TASK TO CARRY OUT:
Every line of the records below should be restated exactly.

>> start TASK MATERIAL

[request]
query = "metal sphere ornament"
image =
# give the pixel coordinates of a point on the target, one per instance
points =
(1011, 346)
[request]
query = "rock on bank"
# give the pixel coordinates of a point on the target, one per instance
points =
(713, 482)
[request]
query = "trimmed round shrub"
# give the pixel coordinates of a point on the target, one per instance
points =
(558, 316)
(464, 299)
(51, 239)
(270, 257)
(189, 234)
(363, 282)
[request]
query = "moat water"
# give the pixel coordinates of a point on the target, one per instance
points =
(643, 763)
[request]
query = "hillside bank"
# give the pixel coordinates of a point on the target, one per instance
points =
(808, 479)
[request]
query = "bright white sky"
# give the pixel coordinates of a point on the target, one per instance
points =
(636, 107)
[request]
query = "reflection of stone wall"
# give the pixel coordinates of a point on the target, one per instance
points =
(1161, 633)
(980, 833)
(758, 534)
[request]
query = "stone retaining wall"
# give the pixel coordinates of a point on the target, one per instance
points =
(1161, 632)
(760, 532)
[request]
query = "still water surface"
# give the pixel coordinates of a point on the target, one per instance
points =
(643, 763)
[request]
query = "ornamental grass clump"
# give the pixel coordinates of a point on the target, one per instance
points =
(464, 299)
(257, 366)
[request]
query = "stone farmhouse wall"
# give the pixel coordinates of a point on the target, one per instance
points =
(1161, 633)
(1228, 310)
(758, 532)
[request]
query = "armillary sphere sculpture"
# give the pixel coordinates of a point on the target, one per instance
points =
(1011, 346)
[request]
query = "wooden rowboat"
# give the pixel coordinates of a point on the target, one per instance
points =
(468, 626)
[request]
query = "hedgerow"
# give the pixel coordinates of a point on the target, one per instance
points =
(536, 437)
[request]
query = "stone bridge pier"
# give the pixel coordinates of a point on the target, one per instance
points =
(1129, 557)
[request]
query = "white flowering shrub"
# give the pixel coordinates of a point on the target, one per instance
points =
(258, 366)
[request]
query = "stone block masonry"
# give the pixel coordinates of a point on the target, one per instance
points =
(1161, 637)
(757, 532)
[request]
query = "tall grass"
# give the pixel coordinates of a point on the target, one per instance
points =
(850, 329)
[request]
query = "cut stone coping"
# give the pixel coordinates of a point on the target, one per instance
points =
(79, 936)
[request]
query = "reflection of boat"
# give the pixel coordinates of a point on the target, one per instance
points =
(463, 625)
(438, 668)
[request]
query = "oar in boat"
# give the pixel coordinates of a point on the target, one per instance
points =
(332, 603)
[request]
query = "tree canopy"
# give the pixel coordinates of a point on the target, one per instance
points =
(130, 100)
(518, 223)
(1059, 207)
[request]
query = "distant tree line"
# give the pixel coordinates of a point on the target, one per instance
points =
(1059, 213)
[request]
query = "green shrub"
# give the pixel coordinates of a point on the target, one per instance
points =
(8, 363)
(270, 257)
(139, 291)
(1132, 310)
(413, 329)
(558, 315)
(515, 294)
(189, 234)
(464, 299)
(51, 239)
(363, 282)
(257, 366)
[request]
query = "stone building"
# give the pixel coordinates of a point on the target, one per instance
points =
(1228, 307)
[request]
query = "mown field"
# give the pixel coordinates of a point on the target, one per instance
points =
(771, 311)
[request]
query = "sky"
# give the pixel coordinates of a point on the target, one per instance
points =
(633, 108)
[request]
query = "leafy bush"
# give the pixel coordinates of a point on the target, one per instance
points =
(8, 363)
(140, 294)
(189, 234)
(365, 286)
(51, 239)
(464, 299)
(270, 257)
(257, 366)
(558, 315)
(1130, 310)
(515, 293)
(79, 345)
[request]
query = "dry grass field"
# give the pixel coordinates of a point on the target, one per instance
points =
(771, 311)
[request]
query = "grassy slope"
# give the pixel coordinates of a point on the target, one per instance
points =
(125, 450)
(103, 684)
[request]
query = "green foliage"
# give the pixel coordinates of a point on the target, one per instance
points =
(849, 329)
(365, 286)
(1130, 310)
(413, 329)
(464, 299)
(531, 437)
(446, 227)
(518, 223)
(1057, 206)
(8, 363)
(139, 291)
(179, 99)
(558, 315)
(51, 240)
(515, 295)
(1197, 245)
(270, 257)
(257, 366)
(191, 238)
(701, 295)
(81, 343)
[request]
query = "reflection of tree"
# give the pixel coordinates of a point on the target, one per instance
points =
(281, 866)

>> end TASK MATERIAL

EXERCISE RESULT:
[request]
query = "metal sphere ornament"
image =
# give the pixel coordinates of a point on the target, one per instance
points =
(1011, 346)
[request]
query = "rock on bank"
# give the pixel coordinates of a point on the target, one per instance
points =
(713, 482)
[request]
query = "trimmed round shrub"
# give the pixel coordinates of a point on the target, one per instance
points =
(558, 316)
(464, 299)
(51, 239)
(270, 257)
(189, 234)
(363, 282)
[request]
query = "moat water"
# give the pixel coordinates of a point on the target, one per instance
points =
(643, 763)
[request]
query = "hillside bank"
# give the pixel coordinates of a point on the target, one per instance
points =
(808, 479)
[request]
query = "bright white sky"
# give the pixel coordinates of a point on the target, one per instance
points =
(636, 107)
[request]
query = "reflection of stone wall"
# give the pixel coordinates of a point on the target, one per instance
points =
(1161, 633)
(980, 833)
(758, 534)
[request]
query = "stone retaining wall"
# give the pixel coordinates of a point on the target, one per instance
points =
(1161, 632)
(760, 532)
[request]
query = "still water surface"
# give the pixel coordinates of a point on the target, one per instance
points =
(643, 763)
[request]
query = "ornamental grass clump"
# give the pixel coordinates of a point on the target, one per instance
points =
(464, 299)
(257, 366)
[request]
query = "stone farmhouse wall"
# give the pixel coordinates of a point on the target, one per instance
points =
(1161, 633)
(1228, 310)
(758, 532)
[request]
query = "armillary sphere sculpture"
# give the pixel coordinates of a point on the target, one per instance
points =
(1011, 346)
[request]
query = "wooden rowboat"
# give the pixel coordinates of a point on the target, one per instance
points =
(468, 626)
[request]
query = "hedgerow"
# give the pixel coordinates of a point on the target, one per instance
points =
(536, 437)
[request]
query = "stone bridge pier"
# give the pixel coordinates of a point on the target, one per instance
points =
(1129, 557)
[request]
query = "white flowering shrub"
# give the pixel coordinates of a point on the target, one per instance
points =
(258, 366)
[request]
query = "stone block masonry"
# give the pixel coordinates of a point on the target, one per instance
points =
(1161, 637)
(757, 532)
[request]
query = "tall grass"
# give the pixel coordinates of a point on the target, one per instance
points =
(850, 329)
[request]
query = "cut stone coping"
# give the pixel coordinates of a point on the target, one per instance
points =
(79, 936)
[request]
query = "reflection of boat"
# give the pixel coordinates of a point on the target, one per instance
points =
(463, 625)
(438, 668)
[request]
query = "oar in boat"
# give the pixel coordinates of a point on the target, one per instance
points =
(332, 603)
[request]
query = "tree canopy"
# give the pixel coordinates of a point on the target, one per instance
points =
(130, 100)
(518, 223)
(1059, 207)
[request]
query = "distant tree line"
# give the pixel coordinates of a point on the target, one per instance
points =
(1059, 213)
[request]
query = "green shrub"
# give the pixel coordinates of a point on the target, one per instance
points =
(8, 363)
(270, 257)
(139, 291)
(1132, 310)
(413, 329)
(558, 315)
(515, 294)
(189, 234)
(464, 299)
(51, 239)
(363, 282)
(257, 366)
[request]
query = "stone building"
# give the pixel coordinates of a point on the target, one per instance
points =
(1228, 307)
[request]
query = "mown field"
# give the pixel coordinates of a point on the target, one per instance
points =
(771, 311)
[request]
query = "sky"
# give the pixel coordinates of a point on the target, one per instance
points =
(633, 108)
[request]
query = "leafy bush"
# give the pixel coordinates of a point on the target, one per instance
points =
(8, 363)
(140, 294)
(189, 234)
(365, 286)
(51, 239)
(464, 299)
(270, 257)
(257, 366)
(558, 315)
(1130, 310)
(515, 293)
(79, 345)
[request]
query = "dry grass field"
# give the pixel coordinates of a point on the target, one per instance
points =
(771, 311)
[request]
query = "grassy slope"
# give the pixel coordinates of a point on the target, one per instance
points =
(125, 450)
(103, 684)
[request]
query = "green foliage"
# give the pixel coordinates of a point on the target, one per instance
points =
(849, 329)
(365, 286)
(1130, 310)
(413, 329)
(464, 299)
(531, 437)
(446, 227)
(518, 223)
(1057, 206)
(8, 363)
(139, 291)
(179, 99)
(558, 315)
(51, 240)
(515, 295)
(1197, 245)
(270, 257)
(257, 366)
(191, 238)
(701, 295)
(81, 343)
[request]
query = "reflection of tree"
# give the pixel coordinates of a point on the target, one per instance
points =
(281, 866)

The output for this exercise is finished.